Exercise requirements: Quote the album reviews below from "Michael Benjamin Lerner, with" up to and including "mention spectacularly impressive.".

Text excerpt:

Michael Benjamin Lerner, with a little help from bandmates and Chris Walla (of Death Cab fame), has created one of the best rock records of the year out of practically nothing. He seems to have taken a few basic instruments, a love for Japan and some analog tape and, with very little effort, made eleven songs that recall the best of Weezer and that stable of American rock. The bastard. From the very beginning, this all sounds like a soundtrack for some fantastic road movie that has yet to exist, with all the required highs (‘Coast of Carolina’) and lows (‘Rust’) and a love interest thrown in for good measure (‘Awkward Kisser’). It’s ridiculously uplifting, not to mention spectacularly impressive.
7. Mos Def – The Ecstatic
I don’t pretend to know a whole heap about hip-hop. When I enjoy it I can’t look into it as closely as I can with rock, folk or alternative, the whole culture of different producers on one album, guest vocalists and sampling just passes me by most of the time, so I can’t really expect you to listen to me try to muddle my way through tne technical aspects of this album It would be embarassing for us both. What I can talk about is why I’ve enjoyed this album as much as I have. To have a hip-hop album so full of multicultural influences and mercifully free of the ganster mentality that I can’t relate to (I couldn’t sound much more white/middle class could I?) is a genuinely new pleasure for me. From ‘Supermagic’s one-two punch of Middle-Eastern guitar riff and perfectly-delivered refrain to ‘Quiet Dog Bite Hard’s sparse structure and hypnotic rhythms, part of the pleasure is Def’s willingness to let the music work for itself some of the time – the focus doesn’t need to be on him. It’s a refreshing lack of the egocentricity which has become all too common recently, as well as a trust put in the music to carry a song, which in turn makes Mos Def’s own contributions more important and interesting, we want to hear him talk to us.

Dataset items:

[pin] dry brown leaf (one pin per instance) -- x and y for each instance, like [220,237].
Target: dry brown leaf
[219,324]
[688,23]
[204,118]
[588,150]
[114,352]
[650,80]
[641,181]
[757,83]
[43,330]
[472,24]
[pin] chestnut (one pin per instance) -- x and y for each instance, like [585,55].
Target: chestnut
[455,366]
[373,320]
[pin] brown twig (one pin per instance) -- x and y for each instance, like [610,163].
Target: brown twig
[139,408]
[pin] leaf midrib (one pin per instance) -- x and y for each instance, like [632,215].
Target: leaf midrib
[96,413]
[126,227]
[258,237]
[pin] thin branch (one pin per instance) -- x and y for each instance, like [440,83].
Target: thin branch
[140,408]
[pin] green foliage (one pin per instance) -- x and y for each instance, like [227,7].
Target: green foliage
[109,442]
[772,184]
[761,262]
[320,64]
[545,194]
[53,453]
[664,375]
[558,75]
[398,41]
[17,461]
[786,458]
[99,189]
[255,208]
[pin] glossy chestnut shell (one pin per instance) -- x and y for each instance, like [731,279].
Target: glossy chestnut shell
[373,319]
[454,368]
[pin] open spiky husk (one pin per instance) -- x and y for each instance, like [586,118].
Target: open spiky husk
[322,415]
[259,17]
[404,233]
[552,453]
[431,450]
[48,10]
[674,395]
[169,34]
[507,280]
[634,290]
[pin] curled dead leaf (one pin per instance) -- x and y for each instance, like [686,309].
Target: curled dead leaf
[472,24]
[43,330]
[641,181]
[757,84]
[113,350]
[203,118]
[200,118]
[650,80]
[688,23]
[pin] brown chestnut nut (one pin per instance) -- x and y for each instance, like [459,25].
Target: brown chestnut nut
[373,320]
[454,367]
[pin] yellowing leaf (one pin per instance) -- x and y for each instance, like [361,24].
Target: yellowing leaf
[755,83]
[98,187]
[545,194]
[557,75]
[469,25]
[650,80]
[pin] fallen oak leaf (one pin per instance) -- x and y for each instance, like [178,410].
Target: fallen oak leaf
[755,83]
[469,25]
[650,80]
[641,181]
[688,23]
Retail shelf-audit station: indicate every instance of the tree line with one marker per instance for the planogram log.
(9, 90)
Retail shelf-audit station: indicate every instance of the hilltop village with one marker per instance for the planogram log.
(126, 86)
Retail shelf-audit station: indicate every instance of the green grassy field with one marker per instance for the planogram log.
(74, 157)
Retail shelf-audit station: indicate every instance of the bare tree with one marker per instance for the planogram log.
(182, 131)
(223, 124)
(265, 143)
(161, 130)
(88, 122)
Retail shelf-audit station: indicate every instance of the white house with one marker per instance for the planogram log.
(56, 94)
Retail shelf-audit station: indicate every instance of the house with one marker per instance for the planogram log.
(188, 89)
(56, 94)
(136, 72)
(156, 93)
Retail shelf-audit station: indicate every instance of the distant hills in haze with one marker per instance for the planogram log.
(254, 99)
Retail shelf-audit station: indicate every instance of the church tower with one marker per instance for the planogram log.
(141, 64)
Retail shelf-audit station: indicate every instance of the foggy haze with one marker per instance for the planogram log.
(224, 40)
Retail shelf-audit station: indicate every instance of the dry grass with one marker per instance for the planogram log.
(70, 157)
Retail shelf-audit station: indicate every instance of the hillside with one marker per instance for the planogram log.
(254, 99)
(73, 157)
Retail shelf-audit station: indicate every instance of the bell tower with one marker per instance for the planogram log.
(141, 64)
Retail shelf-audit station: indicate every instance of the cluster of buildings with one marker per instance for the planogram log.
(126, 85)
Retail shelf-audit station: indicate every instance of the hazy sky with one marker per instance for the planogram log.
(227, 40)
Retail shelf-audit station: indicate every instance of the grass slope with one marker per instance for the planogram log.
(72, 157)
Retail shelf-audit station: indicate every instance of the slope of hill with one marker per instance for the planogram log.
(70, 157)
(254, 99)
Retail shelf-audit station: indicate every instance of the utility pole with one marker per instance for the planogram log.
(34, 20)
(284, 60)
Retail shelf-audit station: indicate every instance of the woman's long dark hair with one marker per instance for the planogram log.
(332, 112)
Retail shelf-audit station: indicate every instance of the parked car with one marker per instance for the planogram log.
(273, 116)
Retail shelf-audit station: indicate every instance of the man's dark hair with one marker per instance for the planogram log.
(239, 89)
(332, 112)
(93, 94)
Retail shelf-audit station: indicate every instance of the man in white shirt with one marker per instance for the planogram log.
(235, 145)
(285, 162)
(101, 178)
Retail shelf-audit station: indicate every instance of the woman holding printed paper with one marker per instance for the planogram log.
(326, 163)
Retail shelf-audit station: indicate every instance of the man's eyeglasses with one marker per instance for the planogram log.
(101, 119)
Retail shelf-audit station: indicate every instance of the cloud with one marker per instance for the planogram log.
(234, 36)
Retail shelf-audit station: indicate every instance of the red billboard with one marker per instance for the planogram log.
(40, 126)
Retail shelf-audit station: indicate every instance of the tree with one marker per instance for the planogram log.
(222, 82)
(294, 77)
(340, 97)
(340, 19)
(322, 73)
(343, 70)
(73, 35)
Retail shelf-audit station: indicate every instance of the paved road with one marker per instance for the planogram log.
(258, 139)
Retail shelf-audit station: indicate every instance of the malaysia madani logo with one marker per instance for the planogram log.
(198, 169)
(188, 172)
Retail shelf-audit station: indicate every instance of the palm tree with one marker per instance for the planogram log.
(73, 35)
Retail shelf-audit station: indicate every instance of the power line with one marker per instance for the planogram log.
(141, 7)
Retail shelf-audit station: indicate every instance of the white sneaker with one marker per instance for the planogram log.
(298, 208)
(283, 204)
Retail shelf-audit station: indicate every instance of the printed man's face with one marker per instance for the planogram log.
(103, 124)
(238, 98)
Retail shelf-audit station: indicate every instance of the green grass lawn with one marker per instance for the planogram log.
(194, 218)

Expected output:
Michael Benjamin Lerner, with a little help from bandmates and Chris Walla (of Death Cab fame), has created one of the best rock records of the year out of practically nothing. He seems to have taken a few basic instruments, a love for Japan and some analog tape and, with very little effort, made eleven songs that recall the best of Weezer and that stable of American rock. The bastard. From the very beginning, this all sounds like a soundtrack for some fantastic road movie that has yet to exist, with all the required highs (‘Coast of Carolina’) and lows (‘Rust’) and a love interest thrown in for good measure (‘Awkward Kisser’). It’s ridiculously uplifting, not to mention spectacularly impressive.